## Begin Supplied material

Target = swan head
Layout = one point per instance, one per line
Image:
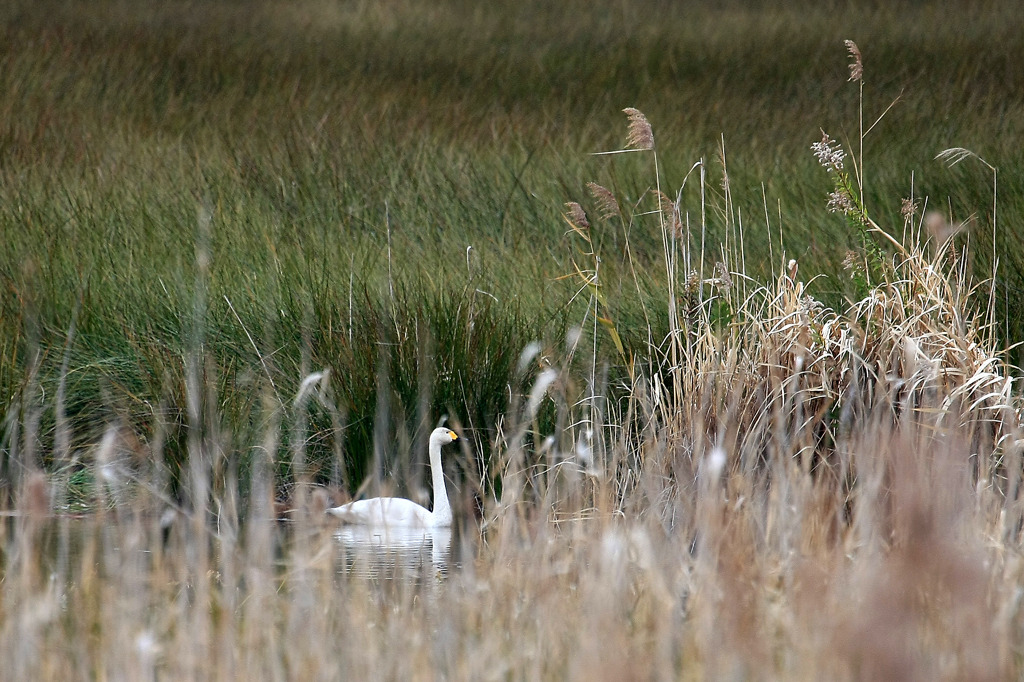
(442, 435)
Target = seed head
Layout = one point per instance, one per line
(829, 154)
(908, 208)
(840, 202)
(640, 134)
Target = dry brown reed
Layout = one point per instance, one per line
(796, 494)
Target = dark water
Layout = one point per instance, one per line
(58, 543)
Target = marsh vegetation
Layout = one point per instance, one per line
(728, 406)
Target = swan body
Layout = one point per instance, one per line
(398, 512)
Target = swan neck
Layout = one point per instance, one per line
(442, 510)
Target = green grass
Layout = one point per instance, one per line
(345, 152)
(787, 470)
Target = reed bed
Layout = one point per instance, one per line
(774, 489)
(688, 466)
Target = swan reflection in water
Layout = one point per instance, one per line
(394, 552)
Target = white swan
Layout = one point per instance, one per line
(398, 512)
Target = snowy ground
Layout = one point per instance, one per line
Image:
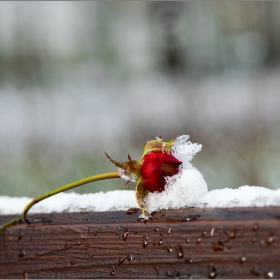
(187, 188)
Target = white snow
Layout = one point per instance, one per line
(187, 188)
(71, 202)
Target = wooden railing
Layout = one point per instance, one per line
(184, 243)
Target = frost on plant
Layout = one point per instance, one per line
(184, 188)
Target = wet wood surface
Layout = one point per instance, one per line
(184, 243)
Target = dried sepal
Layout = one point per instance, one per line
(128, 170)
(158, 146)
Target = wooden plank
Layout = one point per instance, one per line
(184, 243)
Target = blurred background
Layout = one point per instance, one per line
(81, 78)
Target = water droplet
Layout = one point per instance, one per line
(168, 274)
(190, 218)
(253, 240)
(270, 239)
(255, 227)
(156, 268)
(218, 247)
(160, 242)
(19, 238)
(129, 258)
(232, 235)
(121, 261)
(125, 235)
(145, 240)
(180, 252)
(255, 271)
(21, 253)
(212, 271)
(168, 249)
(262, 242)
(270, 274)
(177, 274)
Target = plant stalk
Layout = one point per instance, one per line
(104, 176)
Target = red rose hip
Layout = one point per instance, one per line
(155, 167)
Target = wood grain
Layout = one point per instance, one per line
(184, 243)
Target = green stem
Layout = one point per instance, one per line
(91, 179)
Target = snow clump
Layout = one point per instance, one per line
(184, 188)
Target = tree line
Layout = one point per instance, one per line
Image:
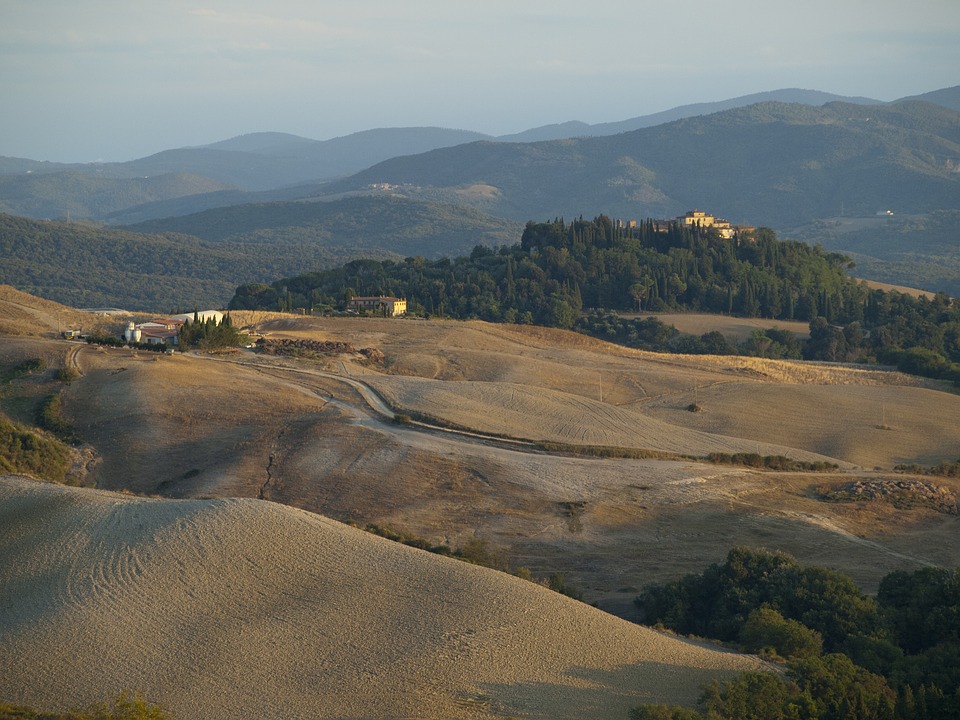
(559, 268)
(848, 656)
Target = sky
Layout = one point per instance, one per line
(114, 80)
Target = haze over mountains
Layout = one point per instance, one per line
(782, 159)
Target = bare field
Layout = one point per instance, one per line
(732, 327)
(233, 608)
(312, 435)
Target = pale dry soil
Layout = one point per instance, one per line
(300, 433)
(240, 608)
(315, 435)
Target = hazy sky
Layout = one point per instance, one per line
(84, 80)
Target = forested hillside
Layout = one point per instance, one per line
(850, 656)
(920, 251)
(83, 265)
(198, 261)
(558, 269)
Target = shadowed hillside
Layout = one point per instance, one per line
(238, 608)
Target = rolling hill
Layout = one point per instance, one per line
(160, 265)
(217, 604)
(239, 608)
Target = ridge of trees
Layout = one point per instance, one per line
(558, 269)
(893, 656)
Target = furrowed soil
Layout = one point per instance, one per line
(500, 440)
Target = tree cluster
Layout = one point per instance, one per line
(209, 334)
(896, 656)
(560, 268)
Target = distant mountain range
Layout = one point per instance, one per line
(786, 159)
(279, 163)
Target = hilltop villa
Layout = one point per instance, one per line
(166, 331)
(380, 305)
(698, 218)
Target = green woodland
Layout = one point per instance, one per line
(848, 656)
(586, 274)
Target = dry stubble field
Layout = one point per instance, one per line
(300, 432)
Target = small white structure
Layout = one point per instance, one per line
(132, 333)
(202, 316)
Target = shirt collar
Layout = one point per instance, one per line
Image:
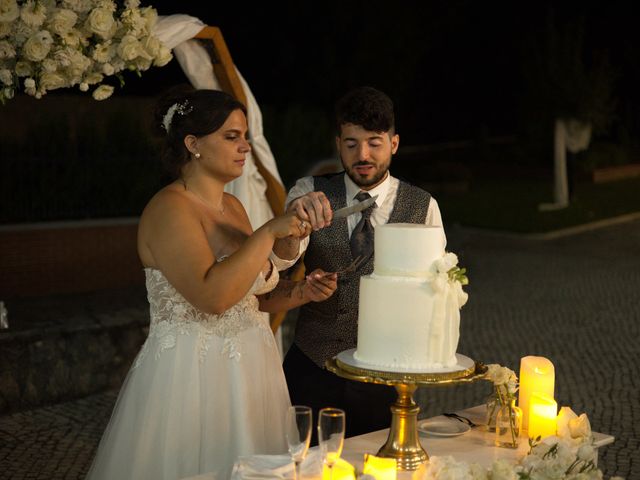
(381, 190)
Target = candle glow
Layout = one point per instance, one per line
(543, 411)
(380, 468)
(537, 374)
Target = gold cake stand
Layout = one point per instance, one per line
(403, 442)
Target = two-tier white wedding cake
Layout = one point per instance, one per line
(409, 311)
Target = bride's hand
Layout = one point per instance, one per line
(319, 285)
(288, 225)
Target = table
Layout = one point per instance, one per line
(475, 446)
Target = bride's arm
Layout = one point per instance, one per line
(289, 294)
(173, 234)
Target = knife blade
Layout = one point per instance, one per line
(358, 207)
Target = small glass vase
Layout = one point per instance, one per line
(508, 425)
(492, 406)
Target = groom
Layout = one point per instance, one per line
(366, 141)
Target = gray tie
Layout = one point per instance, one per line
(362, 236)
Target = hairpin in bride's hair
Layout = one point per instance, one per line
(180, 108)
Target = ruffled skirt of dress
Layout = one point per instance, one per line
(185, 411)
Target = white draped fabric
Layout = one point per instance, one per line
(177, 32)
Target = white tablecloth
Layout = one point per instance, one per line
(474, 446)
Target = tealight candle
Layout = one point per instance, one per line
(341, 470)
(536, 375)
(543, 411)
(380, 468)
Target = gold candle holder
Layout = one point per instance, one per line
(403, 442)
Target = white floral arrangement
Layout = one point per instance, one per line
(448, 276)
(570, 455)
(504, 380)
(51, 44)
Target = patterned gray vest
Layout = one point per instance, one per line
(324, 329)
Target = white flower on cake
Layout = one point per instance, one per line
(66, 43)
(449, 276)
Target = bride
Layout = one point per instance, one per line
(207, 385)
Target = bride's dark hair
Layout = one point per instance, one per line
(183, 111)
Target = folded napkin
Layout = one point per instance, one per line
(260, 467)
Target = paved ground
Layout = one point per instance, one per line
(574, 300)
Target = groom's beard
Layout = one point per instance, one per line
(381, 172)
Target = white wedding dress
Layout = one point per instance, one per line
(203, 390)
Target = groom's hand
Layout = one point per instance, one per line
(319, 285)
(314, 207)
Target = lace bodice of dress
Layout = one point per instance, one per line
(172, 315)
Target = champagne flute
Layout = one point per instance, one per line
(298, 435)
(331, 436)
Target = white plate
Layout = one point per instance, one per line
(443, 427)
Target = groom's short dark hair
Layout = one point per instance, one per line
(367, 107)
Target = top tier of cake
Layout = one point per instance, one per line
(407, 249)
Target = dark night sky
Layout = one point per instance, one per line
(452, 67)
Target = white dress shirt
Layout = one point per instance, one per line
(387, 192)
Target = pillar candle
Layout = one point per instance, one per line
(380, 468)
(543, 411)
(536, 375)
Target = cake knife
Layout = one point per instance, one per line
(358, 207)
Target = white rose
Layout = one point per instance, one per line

## End Supplied material

Rewrite all of the material above, putting "one point for each instance" in place of every "one point per instance" and leaving everything else unchanged. Leave the pictures out of your version.

* Solution *
Target = swan head
Layout = one point for each instance, one per line
Image:
(442, 435)
Target = seed head
Layout = one point for each instance, one per line
(829, 154)
(908, 208)
(840, 202)
(640, 134)
Target = dry brown reed
Layout = one point for each instance, one per line
(796, 494)
Target = dark water
Layout = one point for each instance, one per line
(58, 543)
Target = marsh vegetation
Layout = one point for each instance, one per line
(728, 406)
Target = swan body
Layout = one point for each instance, one per line
(398, 512)
Target = swan neck
Layout = one point for each instance, one per line
(442, 510)
Target = green grass
Layout = one point for each instance, one per line
(345, 152)
(787, 470)
Target = reed bed
Layout = one point for each instance, one per line
(774, 489)
(688, 466)
Target = swan reflection in water
Layout = one point for each instance, one per line
(394, 552)
Target = white swan
Layout = one point for each instance, one per line
(398, 512)
Target = snowy ground
Layout = one point for each instance, one per line
Image:
(187, 188)
Target = white snow
Layout = one point for each instance, one per line
(187, 188)
(71, 202)
Target = wooden railing
Layout = one point for each instance, one per line
(184, 243)
Target = frost on plant
Layout = one point for each instance, one per line
(184, 188)
Target = wet wood surface
Layout = one point for each instance, one per line
(184, 243)
Target = dried sepal
Layout = one point for each instance, one per line
(128, 170)
(158, 146)
Target = wooden plank
Layout = one point for each instance, one per line
(184, 243)
Target = blurred background
Layout = one point for each instance, one per line
(81, 78)
Target = water droplet
Layout = one point for each instance, one per line
(168, 274)
(190, 218)
(253, 240)
(270, 239)
(255, 227)
(156, 268)
(218, 247)
(160, 242)
(19, 238)
(129, 258)
(232, 235)
(121, 261)
(125, 235)
(145, 240)
(180, 252)
(255, 271)
(21, 253)
(212, 271)
(168, 249)
(262, 242)
(270, 274)
(177, 274)
Target = plant stalk
Layout = one point for each instance, one per line
(104, 176)
Target = red rose hip
Layout = one point for each instance, one per line
(155, 167)
Target = wood grain
Layout = one point for each instance, one per line
(184, 243)
Target = green stem
Layout = one point for each instance, one per line
(91, 179)
Target = snow clump
Layout = one point for each instance, one per line
(184, 188)
Target = tree line
Layout = one point for each instance, one per line
Image:
(559, 268)
(848, 656)
Target = sky
Layout = one point for each instance, one per line
(114, 80)
Target = haze over mountains
Layout = one point for each instance, one per line
(782, 159)
Target = bare field
Layout = one point for each instance, one per line
(732, 327)
(233, 608)
(312, 435)
Target = pale dry soil
Layout = one point for each instance, one per line
(300, 433)
(240, 608)
(315, 435)
Target = hazy sky
Layout = one point for each instance, one per line
(84, 80)
Target = forested hillside
Layout = one point for each instance, one per line
(850, 656)
(920, 251)
(83, 265)
(198, 261)
(558, 269)
Target = shadowed hillside
Layout = one point for each instance, one per line
(238, 608)
Target = rolling hill
Layout = one point for each instance, one per line
(160, 265)
(217, 604)
(239, 608)
Target = ridge of trees
Layout = one point for each instance, one per line
(558, 269)
(893, 656)
Target = furrowed soil
Layout = one point for each instance, one per line
(500, 440)
Target = tree cluster
Layout = one point for each instance, one per line
(209, 334)
(896, 656)
(560, 268)
Target = distant mountain range
Layout = one point for each instance, one per line
(786, 159)
(279, 163)
Target = hilltop villa
Layout = one point for each instance, one per line
(166, 331)
(380, 305)
(698, 218)
Target = green woodland
Layout = one point for each instance, one per line
(848, 656)
(586, 274)
Target = dry stubble field
Layout = one point for each instance, one per line
(300, 432)
Target = small white structure
Layout = one point for each instance, one per line
(132, 333)
(202, 316)
Target = shirt collar
Layout = one point for each instance, one per line
Image:
(381, 190)
Target = candle glow
Layout = one point for each instance, one per line
(543, 411)
(380, 468)
(537, 374)
Target = gold cake stand
Layout = one point for each instance, one per line
(403, 442)
Target = two-tier white wedding cake
Layout = one point for each instance, one per line
(409, 311)
Target = bride's hand
Layout = one point for each instance, one per line
(319, 285)
(288, 225)
Target = table
Layout = one point for each instance, one per line
(475, 446)
Target = bride's arm
Layout = one point for each instance, one per line
(289, 294)
(173, 234)
Target = knife blade
Layout = one point for each instance, one per line
(358, 207)
Target = small glass vase
Layout = one point for each instance, one per line
(508, 425)
(492, 406)
Target = groom
Layout = one point for each instance, one per line
(366, 141)
Target = gray tie
Layout = one point for each instance, one per line
(362, 236)
Target = hairpin in bride's hair
Layout = one point for each instance, one per line
(180, 108)
Target = ruffled skirt of dress
Layout = one point for each instance, one per line
(185, 411)
Target = white draped fabric
Layout = one point for each instance, one per line
(177, 32)
Target = white tablecloth
Layout = one point for each instance, one per line
(474, 446)
Target = tealight candle
Layout = one point for each instance, one per line
(341, 470)
(536, 375)
(543, 411)
(380, 468)
Target = gold candle holder
Layout = one point for each instance, one per line
(403, 442)
Target = white floral arrangement
Layout = one point for each instance, one per line
(448, 276)
(570, 455)
(504, 380)
(51, 44)
Target = patterned gray vest
Layout = one point for each instance, one per line
(324, 329)
Target = white flower on cake
Layout = one point for each instance, one per line
(66, 43)
(449, 276)
Target = bride
Layout = one point for each instance, one per line
(207, 385)
Target = bride's dark hair
Layout = one point for each instance, one per line
(183, 111)
Target = folded napkin
Layout = one point for each instance, one per line
(260, 467)
Target = paved ground
Layout = one point for each instance, one per line
(574, 300)
Target = groom's beard
Layout = one point for each instance, one per line
(381, 172)
Target = white wedding dress
Layout = one point for each instance, one per line
(203, 390)
Target = groom's hand
Layout = one point for each instance, one per line
(319, 285)
(314, 207)
Target = lace bodice of dress
Layout = one point for each instance, one per line
(172, 315)
Target = champagne flute
Layout = one point for each instance, one per line
(298, 435)
(331, 436)
Target = white plate
Layout = one point for each instance, one per line
(443, 427)
Target = groom's short dark hair
Layout = one point for each instance, one per line
(367, 107)
Target = top tier of cake
Layout = one point for each instance, one per line
(407, 249)
Target = dark night sky
Layout = one point for each instance, one per line
(452, 67)
Target = white dress shirt
Layout = one point for each instance, one per line
(387, 192)
Target = pillar candle
Layout = one point for each instance, one per line
(380, 468)
(543, 411)
(536, 375)
Target = cake knife
Layout = one point for each instance, one per line
(358, 207)
Target = white rose
Layout = one point for each instance, one per line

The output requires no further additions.